**TASKS:**
1. Answer these questions using the passage on splitting data for training and testing:
(a) What share of the original data should the training set contain?
(b) With respect to what are the records in the Iris data set ordered?
(c) Which R command generates the vector of numbers 1 to n?
2. Resume the passage on splitting data for training and testing from the point at which it stops.

**DOCUMENT TEXT:**
= = =

In order to apply the idea of using separate parts of a data set for training and testing, one needs to select random subsets of the data set. As a very simple example, we consider the Iris data set that we want to split into training and test sets. The size of the training set should contain 2/3 of the original data, and the test set 1/3. It would not be a good idea to take the first 100 records in the Iris data set for training purposes and the remaining 50 as a test set, since the records in the Iris data set are ordered with respect to the species.With such a split, all examples of Iris setosa and Iris versicolor would end up in the training set, but none of Iris versicolor, which would form the test set. Therefore, we need random sample from the Iris data set. If the records in the Iris data set were not systematically orderer, but in a random order, we could just take the first 100 records for training purposes and the remaining 50 as a test set.
Sampling and orderings in R provide a simple way to shuffle a data set, i.e., to generate a random order of the records.
First, we need to know the number n
of records in our data set. Then we generate
a permutation of the numbers 1, . . . , n
by sampling from the vector containing the
numbers 1, . . . , n
, generated by the R-command c(1:n)

= = =

**INFORMATION SHOWN:**

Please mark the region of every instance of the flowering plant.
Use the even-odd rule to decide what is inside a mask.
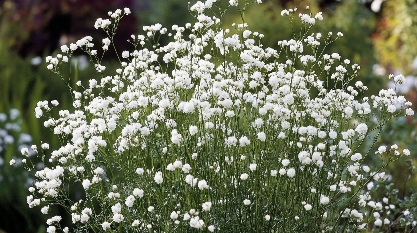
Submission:
[[[225,10],[216,0],[198,1],[190,7],[197,22],[173,25],[173,34],[159,24],[144,27],[146,35],[131,36],[132,50],[118,55],[121,67],[112,76],[104,74],[90,37],[47,57],[48,68],[73,92],[75,110],[55,117],[46,101],[35,109],[62,146],[50,156],[48,144],[32,146],[49,163],[36,172],[29,206],[42,205],[45,214],[53,205],[65,207],[75,232],[388,227],[389,203],[373,200],[365,188],[383,180],[388,164],[410,152],[393,145],[374,154],[361,145],[373,145],[393,117],[413,115],[411,102],[394,89],[368,97],[361,82],[350,86],[360,67],[322,52],[343,34],[312,33],[323,17],[308,7],[298,15],[303,27],[294,38],[279,41],[278,50],[263,48],[264,35],[244,21],[247,5],[261,2],[241,7],[231,0]],[[242,22],[231,30],[222,19],[233,7]],[[291,23],[297,10],[281,15]],[[103,53],[117,52],[112,41],[118,23],[130,13],[117,10],[97,20],[95,28],[108,36]],[[171,42],[160,45],[166,36]],[[60,71],[77,49],[87,53],[99,77],[88,86],[78,82],[82,93]],[[389,78],[396,84],[404,80]],[[388,161],[370,167],[365,163],[371,156]],[[77,184],[85,190],[81,200],[68,195]],[[47,232],[69,232],[61,219],[50,218]]]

= = =

**RESULTS:**
1.
(a) Two thirds (2/3).
(b) The species.
(c) c(1:n)

2.
. We sample n
numbers
without replacement from this vector:
n <- length(iris$Species)
permut <- sample(c(1:n),n,replace=F)
Then we define this permutation as an ordering in which the records of our data set
should be ordered and store the shuffled data set in the object iris.shuffled
:
ord <- order(permut)
iris.shuffled <- iris[ord,]
Now define how large the fraction for the training set should be—here 2/3—and take the first two thirds of the data set as a training set and the last third as a test set:
prop.train <- 2/3 # training data consists of 2/3 of observations
k <- round(prop.train*n)
iris.training <- iris.shuffled[1:k,]
iris.test <- iris.shuffled[(k+1):n,]
The R-command sample
can also be used to generate bootstrap samples by setting
the parameter replace
to TRUE
instead of F
(FALSE
).